● **VORGEGEBENER TEXT**
----------------

Oje, ich weiß nicht wie ich hier ein Foto hochladen kann. Werde es aber heute Abend denn mal probieren...


----------



## Digicat (9. Juli 2010)

*AW: Pumpe - wie lange laufen lassen?*

Servus Gabi



> Oje, ich weiß nicht wie ich hier ein Foto hochladen kann. Werde es aber heute Abend denn mal probieren...



Steht in meiner Signatur 

Hier kannst testen .......


----------



## Digicat (9. Juli 2010)

*AW: Pumpe - wie lange laufen lassen?*

Ganz vergessen

Sorry


----------



## Christine (9. Juli 2010)

*AW: Pumpe - wie lange laufen lassen?*

[OT] oh Helmut - das ist doch der gleiche wie der hier  .[/OT]


----------



## Digicat (9. Juli 2010)

*AW: Pumpe - wie lange laufen lassen?*

Servus Elschen

[OT]Upps ... was für ein Preisunterschied ...... 

Arg .... :crazy

Habe mir deinen Link gleich abgespeichert [/OT]


----------



## Koi-Uwe (9. Juli 2010)

*AW: Pumpe - wie lange laufen lassen?*

Hallo Gabi,
Geh mal zu einem Koihändler, erzähl ihm was du vor hast und er wird dir das passende dafür geben. Inkl. Reduzierungen und was du sonst noch benötigst


----------



## Duquesa86 (9. Juli 2010)

----------------

● **EXTRAHIERTE EINTRÄGE**
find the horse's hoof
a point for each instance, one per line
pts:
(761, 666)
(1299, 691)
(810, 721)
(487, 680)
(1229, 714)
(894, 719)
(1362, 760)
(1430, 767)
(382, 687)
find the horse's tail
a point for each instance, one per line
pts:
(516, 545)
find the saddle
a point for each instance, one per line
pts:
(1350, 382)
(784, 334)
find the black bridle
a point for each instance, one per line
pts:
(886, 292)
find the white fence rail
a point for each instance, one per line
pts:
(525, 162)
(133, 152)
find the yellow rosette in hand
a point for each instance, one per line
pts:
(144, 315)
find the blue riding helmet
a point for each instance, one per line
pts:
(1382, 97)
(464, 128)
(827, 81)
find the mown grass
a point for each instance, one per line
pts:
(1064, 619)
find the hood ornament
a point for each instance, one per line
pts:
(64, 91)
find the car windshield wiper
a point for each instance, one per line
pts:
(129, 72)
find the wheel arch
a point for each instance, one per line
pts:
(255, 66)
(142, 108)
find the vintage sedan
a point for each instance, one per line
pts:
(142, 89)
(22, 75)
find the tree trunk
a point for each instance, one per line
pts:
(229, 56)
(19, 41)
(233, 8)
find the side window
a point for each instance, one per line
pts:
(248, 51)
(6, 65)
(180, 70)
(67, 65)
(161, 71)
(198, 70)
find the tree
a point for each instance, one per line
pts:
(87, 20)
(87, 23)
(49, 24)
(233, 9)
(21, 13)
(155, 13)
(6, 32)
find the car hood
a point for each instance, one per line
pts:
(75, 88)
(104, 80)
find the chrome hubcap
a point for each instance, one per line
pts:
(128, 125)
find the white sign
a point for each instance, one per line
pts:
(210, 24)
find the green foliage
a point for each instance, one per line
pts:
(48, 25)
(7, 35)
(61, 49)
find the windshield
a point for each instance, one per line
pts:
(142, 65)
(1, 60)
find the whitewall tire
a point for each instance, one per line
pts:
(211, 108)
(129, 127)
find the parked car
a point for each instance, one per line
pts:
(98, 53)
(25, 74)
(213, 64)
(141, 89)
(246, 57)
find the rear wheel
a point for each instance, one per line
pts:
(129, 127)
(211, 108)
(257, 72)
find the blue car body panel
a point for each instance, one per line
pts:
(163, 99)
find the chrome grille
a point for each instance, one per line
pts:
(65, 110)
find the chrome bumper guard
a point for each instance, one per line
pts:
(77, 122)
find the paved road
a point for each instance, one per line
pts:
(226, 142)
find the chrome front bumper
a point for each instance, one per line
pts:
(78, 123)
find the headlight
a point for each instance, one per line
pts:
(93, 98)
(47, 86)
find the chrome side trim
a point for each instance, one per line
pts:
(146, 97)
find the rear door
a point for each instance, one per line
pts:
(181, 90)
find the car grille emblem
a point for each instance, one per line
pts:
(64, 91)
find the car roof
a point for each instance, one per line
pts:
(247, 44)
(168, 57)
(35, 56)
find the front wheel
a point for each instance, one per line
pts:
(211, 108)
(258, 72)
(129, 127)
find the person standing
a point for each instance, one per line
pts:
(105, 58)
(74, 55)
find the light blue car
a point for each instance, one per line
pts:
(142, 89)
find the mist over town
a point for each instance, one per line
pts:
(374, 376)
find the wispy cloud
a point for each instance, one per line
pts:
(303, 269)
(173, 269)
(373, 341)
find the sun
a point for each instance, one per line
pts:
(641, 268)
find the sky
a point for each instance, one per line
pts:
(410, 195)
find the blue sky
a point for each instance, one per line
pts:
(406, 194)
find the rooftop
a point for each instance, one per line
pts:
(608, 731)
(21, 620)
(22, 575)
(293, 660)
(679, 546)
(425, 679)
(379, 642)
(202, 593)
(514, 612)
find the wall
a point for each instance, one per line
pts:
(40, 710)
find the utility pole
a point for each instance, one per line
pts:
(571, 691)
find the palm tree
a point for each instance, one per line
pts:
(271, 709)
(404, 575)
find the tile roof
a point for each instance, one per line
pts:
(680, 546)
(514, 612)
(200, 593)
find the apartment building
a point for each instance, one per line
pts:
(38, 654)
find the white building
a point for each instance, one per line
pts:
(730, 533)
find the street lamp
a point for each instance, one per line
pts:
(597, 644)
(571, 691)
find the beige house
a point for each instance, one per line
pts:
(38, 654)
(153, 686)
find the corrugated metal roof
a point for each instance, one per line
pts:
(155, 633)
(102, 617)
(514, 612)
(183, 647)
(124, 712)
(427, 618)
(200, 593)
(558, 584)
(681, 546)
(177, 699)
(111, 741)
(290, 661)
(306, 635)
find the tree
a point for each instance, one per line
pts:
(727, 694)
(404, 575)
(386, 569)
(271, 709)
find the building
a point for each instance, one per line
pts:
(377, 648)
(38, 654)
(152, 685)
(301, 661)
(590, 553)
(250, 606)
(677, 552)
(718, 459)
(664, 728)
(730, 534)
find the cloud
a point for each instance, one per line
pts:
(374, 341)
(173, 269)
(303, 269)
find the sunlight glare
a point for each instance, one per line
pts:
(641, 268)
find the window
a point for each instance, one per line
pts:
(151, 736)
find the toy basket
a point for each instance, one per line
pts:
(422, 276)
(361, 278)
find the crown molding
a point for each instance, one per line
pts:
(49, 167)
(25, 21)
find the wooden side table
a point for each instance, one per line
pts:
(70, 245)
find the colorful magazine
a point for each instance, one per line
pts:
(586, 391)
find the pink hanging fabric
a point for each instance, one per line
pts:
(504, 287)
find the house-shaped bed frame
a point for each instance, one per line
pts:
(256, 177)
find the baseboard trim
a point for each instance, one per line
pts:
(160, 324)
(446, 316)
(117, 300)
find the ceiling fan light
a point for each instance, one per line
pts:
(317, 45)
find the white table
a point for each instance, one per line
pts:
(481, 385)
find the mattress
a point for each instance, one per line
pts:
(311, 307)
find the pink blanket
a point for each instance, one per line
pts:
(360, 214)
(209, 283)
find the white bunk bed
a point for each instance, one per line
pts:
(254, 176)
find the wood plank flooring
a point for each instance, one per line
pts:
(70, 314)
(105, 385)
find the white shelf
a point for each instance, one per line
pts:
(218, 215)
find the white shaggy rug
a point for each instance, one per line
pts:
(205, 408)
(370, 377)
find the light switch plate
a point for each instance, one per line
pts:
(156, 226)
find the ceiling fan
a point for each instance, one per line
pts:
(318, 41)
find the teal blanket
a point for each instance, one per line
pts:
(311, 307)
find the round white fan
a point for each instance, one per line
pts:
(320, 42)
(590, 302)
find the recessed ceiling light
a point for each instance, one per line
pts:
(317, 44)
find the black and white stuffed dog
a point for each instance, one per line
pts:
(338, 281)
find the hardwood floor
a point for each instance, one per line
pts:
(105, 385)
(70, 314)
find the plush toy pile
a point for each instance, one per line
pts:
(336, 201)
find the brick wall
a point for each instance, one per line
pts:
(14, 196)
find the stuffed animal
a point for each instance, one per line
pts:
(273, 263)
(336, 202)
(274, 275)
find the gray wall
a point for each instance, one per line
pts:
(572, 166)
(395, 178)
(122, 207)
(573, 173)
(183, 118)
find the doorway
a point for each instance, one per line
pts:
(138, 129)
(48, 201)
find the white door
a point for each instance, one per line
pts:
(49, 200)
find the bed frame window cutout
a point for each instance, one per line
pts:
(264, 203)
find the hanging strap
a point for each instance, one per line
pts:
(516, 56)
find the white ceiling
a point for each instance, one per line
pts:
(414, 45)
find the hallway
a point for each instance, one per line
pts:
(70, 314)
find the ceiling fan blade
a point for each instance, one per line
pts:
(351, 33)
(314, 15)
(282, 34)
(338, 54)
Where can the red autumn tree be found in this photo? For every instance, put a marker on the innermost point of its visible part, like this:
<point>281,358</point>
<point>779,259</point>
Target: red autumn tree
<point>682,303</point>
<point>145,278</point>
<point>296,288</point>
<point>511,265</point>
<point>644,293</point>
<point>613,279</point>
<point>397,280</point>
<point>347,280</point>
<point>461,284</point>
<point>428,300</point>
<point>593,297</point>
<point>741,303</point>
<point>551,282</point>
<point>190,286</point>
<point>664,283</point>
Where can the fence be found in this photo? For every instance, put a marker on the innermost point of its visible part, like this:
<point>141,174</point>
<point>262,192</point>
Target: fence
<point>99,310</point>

----------------

Nenne alle Benutzernamen, die im Forumsauszug mit Datum als Verfasser eines Beitrags stehen. Führe jeden Namen nur einmal auf.

Digicat, Christine, Koi-Uwe, Duquesa86